SELECTED PASSAGE:
·····

Justinian Jessup (born May 23, 1998) is an American professional basketball player who played for the Basket Zaragoza of the Liga ACB. He played college basketball for the Boise State Broncos.  Jessup was selected by the Golden State Warriors as the 51st overall pick of the 2020 NBA draft.

Early life and high school career
Jessup lived in Boise during fourth and fifth grades and played club basketball under former Bronco basketball player Roberto Bergersen. He spent long hours in the gym as a small child improving his basketball game.

Jessup lettered four years at Longmont High School. As a junior, he led the team in every major statistical category with averages of 17.0 points, 4.5 rebounds, 2.5 assists, and 3.2 steals per game while leading Longmont to the state title game. He was named the 2015 Colorado 4A Player of the Year, Northern League Athlete of the Year, and was selected to the all-state first team.

·····

PROBLEM SET:
a. Answer these questions using the Justinian Jessup biography:
(i) What overall pick was Jessup in the 2020 NBA draft?
(ii) Who coached Jessup in club basketball during his years in Boise?
(iii) How many points per game did Jessup average as a junior?
b. Select each line of the entries that contains the word "balcony". Case counts.

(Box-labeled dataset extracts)
·····

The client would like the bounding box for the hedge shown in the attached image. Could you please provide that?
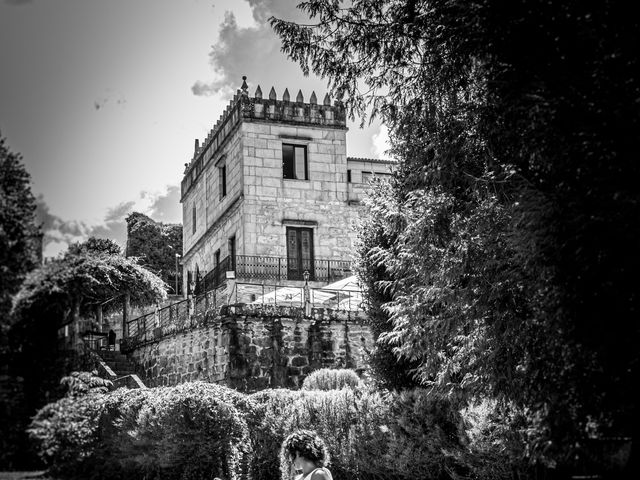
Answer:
[31,382,509,480]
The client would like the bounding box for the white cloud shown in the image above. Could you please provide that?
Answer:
[36,185,182,257]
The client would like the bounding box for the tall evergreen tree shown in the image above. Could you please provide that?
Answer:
[0,135,42,342]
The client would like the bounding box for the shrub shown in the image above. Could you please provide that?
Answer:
[27,393,105,475]
[302,368,361,390]
[31,382,251,480]
[250,389,476,480]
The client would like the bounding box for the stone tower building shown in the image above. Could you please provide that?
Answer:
[181,77,392,292]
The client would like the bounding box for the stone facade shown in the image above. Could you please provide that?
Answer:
[128,306,373,391]
[181,82,392,288]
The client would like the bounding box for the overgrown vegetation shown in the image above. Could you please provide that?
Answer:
[126,212,182,293]
[7,238,165,470]
[30,382,520,480]
[302,368,362,390]
[271,0,640,476]
[0,132,42,467]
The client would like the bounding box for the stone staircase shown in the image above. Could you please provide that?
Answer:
[95,350,146,389]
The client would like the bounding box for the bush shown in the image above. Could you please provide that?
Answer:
[250,389,480,480]
[27,393,106,475]
[31,382,251,480]
[302,368,362,390]
[30,382,514,480]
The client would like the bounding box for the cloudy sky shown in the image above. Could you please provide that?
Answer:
[0,0,386,256]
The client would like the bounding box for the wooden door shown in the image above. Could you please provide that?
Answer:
[287,227,314,280]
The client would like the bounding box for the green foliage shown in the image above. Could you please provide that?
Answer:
[68,237,122,255]
[126,212,182,294]
[28,393,106,473]
[14,239,166,321]
[0,132,42,468]
[29,382,250,480]
[250,388,500,479]
[29,382,518,480]
[302,368,362,390]
[271,0,640,472]
[0,135,42,332]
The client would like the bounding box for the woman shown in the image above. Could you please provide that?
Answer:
[280,430,333,480]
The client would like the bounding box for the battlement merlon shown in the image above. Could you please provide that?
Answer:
[182,77,347,195]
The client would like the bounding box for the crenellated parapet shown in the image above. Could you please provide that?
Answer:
[182,77,347,196]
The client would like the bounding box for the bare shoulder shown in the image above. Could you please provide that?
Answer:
[311,468,333,480]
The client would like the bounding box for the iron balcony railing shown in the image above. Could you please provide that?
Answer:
[120,282,366,349]
[189,255,352,295]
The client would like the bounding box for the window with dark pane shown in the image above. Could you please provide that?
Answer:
[218,165,227,200]
[282,143,309,180]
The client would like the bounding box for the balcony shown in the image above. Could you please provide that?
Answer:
[189,255,352,295]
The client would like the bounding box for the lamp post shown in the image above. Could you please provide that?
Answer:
[176,253,182,295]
[302,270,311,316]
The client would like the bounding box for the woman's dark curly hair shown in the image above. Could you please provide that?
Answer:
[280,430,331,478]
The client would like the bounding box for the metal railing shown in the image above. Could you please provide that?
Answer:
[123,282,365,346]
[189,255,352,295]
[124,290,222,343]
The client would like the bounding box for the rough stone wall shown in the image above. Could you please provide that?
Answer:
[128,306,373,391]
[182,118,243,279]
[242,122,357,260]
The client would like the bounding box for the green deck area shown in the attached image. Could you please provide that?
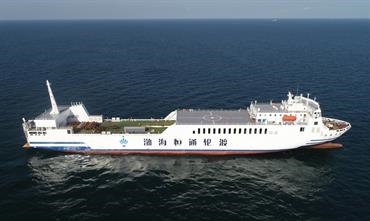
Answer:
[72,119,176,134]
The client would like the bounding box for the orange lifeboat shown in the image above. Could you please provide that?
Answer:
[283,115,297,122]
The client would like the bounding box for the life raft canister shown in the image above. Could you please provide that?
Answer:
[283,115,297,121]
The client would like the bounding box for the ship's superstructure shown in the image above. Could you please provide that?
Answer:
[23,81,351,155]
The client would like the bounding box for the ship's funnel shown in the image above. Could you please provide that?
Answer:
[46,80,59,114]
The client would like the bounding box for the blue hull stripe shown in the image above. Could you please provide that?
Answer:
[30,141,85,144]
[310,138,334,141]
[32,146,289,153]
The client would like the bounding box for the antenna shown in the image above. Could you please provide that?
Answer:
[296,83,299,96]
[46,80,59,114]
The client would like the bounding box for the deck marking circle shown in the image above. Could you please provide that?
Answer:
[202,114,222,121]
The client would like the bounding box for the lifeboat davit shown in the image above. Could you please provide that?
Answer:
[283,115,297,122]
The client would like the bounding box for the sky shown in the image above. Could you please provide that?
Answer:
[0,0,370,20]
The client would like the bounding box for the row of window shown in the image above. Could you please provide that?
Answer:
[193,128,267,134]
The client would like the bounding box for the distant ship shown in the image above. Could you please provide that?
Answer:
[22,81,351,155]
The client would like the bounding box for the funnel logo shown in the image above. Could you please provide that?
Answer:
[119,137,128,147]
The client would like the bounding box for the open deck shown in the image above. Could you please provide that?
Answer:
[176,109,253,125]
[70,119,175,134]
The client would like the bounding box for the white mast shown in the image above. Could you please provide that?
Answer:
[46,80,59,114]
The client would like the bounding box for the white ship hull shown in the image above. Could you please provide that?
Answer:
[23,82,351,155]
[25,120,349,155]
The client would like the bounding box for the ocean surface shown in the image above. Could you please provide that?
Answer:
[0,20,370,221]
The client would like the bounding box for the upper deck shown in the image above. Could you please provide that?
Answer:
[176,109,254,125]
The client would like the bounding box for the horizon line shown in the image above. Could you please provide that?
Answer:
[0,17,370,21]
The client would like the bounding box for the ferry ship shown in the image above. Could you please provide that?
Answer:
[22,81,351,155]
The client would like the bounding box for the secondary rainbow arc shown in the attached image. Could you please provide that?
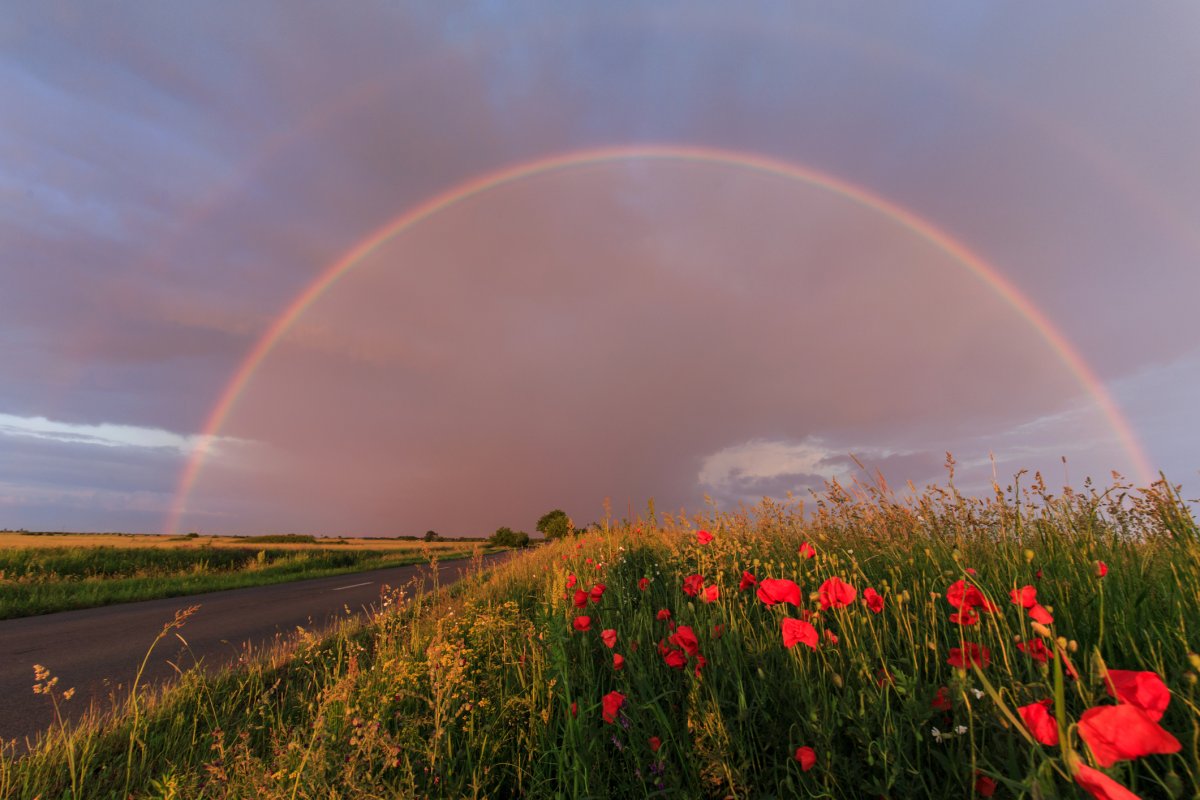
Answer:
[166,144,1153,531]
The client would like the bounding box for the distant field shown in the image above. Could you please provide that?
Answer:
[0,485,1200,800]
[0,530,485,551]
[0,533,491,619]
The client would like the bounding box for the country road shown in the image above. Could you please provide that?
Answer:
[0,553,509,741]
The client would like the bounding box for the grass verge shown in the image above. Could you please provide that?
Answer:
[0,472,1200,799]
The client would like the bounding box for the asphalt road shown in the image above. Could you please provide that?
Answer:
[0,553,506,742]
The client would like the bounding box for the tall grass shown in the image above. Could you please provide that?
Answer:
[0,474,1200,798]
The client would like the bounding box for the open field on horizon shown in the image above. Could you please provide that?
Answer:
[0,485,1200,799]
[0,535,492,619]
[0,530,487,551]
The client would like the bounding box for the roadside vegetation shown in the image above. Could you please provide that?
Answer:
[0,536,487,619]
[0,475,1200,799]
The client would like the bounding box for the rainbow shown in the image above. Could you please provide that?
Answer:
[166,144,1153,531]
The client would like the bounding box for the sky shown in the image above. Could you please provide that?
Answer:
[0,0,1200,535]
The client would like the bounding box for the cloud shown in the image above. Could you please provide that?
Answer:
[0,414,241,456]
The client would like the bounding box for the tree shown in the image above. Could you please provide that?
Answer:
[488,527,529,547]
[538,509,571,539]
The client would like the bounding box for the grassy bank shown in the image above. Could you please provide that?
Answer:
[0,486,1200,798]
[0,545,487,619]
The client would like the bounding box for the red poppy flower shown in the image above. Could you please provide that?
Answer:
[662,649,688,669]
[946,642,991,669]
[1030,603,1054,625]
[818,578,858,608]
[950,608,979,625]
[863,587,883,614]
[782,616,817,650]
[755,578,800,606]
[1016,700,1058,747]
[1079,703,1180,766]
[667,625,700,656]
[1008,585,1038,608]
[1075,762,1141,800]
[600,691,625,722]
[1104,669,1171,722]
[1016,639,1054,663]
[946,579,996,614]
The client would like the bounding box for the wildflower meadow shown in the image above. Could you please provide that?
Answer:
[0,472,1200,799]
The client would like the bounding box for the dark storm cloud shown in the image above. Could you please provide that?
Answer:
[0,4,1200,533]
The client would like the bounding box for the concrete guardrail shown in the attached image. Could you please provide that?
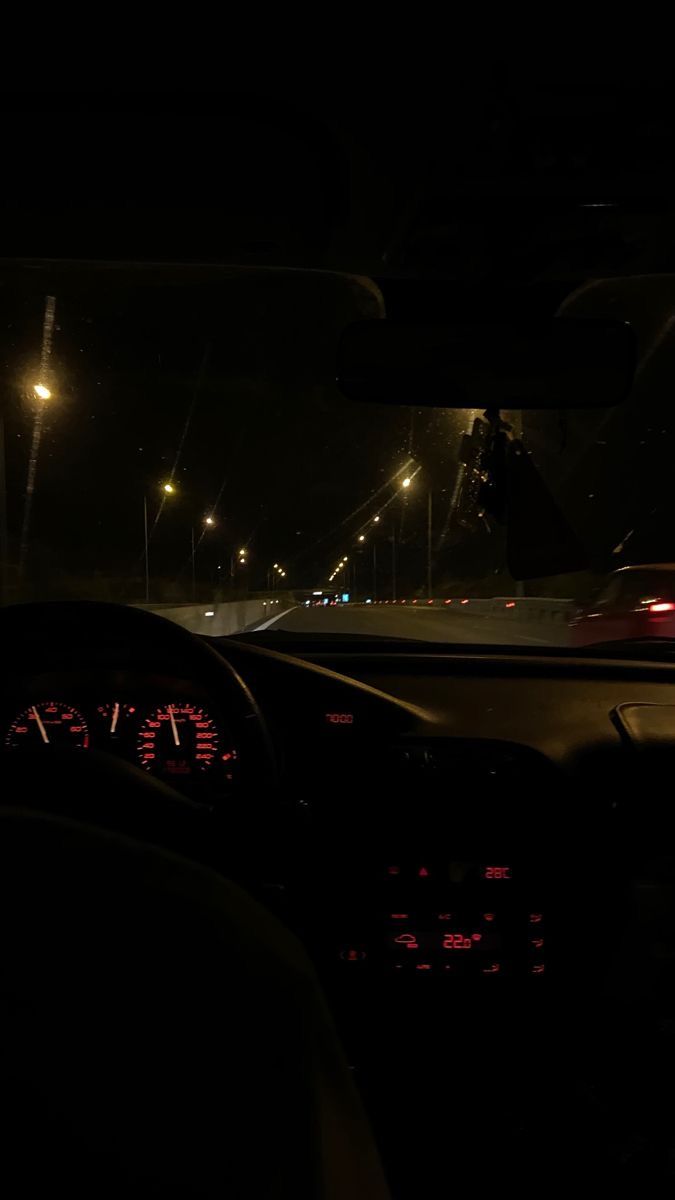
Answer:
[137,599,293,637]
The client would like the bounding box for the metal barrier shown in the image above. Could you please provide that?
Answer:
[136,596,294,637]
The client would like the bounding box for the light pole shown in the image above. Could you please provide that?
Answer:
[426,488,434,600]
[143,481,175,604]
[19,379,52,575]
[0,408,10,605]
[190,514,216,604]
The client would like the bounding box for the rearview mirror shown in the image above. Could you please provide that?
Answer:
[338,317,637,409]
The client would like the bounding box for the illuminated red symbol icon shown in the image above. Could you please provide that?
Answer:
[394,934,419,950]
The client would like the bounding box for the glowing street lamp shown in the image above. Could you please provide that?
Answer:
[142,482,175,604]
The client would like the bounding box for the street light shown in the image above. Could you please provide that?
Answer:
[190,511,216,604]
[144,482,175,604]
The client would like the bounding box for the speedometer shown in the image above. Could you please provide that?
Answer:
[5,700,89,750]
[136,701,219,776]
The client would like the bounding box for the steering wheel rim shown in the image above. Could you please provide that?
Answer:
[0,601,276,864]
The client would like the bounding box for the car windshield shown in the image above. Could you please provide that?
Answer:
[0,264,675,647]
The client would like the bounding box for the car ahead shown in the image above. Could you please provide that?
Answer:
[569,563,675,646]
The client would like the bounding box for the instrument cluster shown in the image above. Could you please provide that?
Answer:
[4,698,238,792]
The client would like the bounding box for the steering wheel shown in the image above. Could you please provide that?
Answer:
[0,601,276,865]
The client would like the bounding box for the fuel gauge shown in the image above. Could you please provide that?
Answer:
[96,700,136,745]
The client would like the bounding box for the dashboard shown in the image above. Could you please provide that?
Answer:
[0,691,238,802]
[0,610,675,1178]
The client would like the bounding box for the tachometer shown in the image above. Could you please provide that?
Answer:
[5,700,89,750]
[137,701,219,776]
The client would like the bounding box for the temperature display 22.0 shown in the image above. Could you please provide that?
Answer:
[137,701,219,776]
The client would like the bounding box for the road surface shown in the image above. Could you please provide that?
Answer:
[252,602,569,646]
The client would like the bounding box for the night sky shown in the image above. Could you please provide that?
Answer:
[1,269,464,596]
[6,87,675,599]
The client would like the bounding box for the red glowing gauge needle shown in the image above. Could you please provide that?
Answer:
[32,704,49,746]
[168,704,180,746]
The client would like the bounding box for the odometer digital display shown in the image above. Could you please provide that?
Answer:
[137,701,219,776]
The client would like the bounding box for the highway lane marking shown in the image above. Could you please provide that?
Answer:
[251,604,299,634]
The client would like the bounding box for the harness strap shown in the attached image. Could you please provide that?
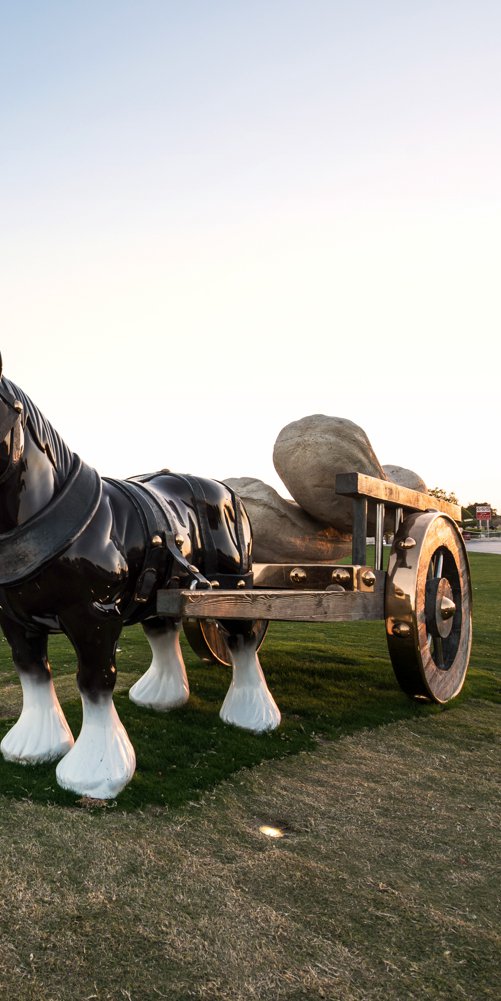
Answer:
[175,472,217,577]
[104,476,210,618]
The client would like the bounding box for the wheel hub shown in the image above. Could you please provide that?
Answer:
[426,577,456,640]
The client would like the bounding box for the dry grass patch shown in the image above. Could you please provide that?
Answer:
[0,702,500,1001]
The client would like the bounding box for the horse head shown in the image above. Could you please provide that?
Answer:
[0,354,24,482]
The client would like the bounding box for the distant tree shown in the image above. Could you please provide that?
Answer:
[467,501,498,518]
[428,486,459,504]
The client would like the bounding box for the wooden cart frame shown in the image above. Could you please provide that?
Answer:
[157,472,472,703]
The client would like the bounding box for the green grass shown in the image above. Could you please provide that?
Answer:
[0,554,501,811]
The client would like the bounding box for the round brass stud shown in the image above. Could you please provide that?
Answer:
[440,597,456,621]
[392,623,411,637]
[397,536,416,550]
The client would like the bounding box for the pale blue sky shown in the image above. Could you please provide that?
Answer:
[0,0,501,509]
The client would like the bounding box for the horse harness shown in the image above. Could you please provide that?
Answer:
[104,469,254,623]
[0,456,253,622]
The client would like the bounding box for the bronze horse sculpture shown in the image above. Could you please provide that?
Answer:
[0,357,280,798]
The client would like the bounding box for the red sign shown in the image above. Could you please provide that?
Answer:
[476,504,491,522]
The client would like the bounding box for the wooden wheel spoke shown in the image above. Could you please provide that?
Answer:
[385,512,471,703]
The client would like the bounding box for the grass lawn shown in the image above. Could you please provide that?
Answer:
[0,555,501,1001]
[0,555,501,811]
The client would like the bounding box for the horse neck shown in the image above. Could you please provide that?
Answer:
[0,382,74,533]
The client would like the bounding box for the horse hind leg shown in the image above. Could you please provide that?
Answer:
[0,619,74,765]
[129,618,189,712]
[219,622,282,734]
[56,614,135,800]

·····

TASK RESULTS:
a.
(i) The 51st overall pick
(ii) Roberto Bergersen
(iii) 17.0

b.
The client would like the bounding box for the iron balcony railing shown in the image above. Could you please provide that?
The client would like the bounding box for the balcony shown in the image above. Could you please provide that?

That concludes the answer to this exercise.